▶ [Task to carry out]
Drop every picture, then print the rest of the listing exactly as given.

(Extracted entries)

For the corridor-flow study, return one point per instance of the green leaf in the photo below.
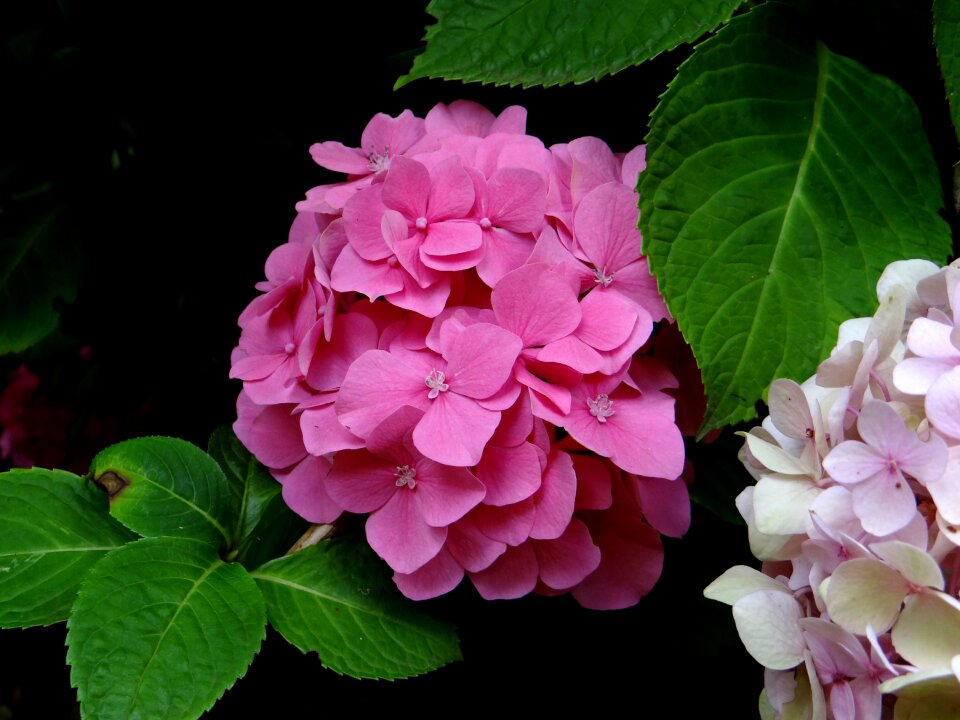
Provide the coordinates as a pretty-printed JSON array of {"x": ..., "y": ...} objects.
[
  {"x": 161, "y": 628},
  {"x": 266, "y": 527},
  {"x": 781, "y": 179},
  {"x": 39, "y": 270},
  {"x": 336, "y": 598},
  {"x": 550, "y": 42},
  {"x": 161, "y": 486},
  {"x": 55, "y": 527},
  {"x": 946, "y": 33}
]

(End Extracted entries)

▶ [Exercise response]
For the corridor-flow study, return one point per instance of the green leaf in the photo below.
Provide the coordinates as a pretty-printed JSON array of {"x": ..., "y": ...} objects.
[
  {"x": 161, "y": 628},
  {"x": 266, "y": 527},
  {"x": 781, "y": 179},
  {"x": 39, "y": 270},
  {"x": 336, "y": 598},
  {"x": 550, "y": 42},
  {"x": 161, "y": 486},
  {"x": 55, "y": 527},
  {"x": 946, "y": 33}
]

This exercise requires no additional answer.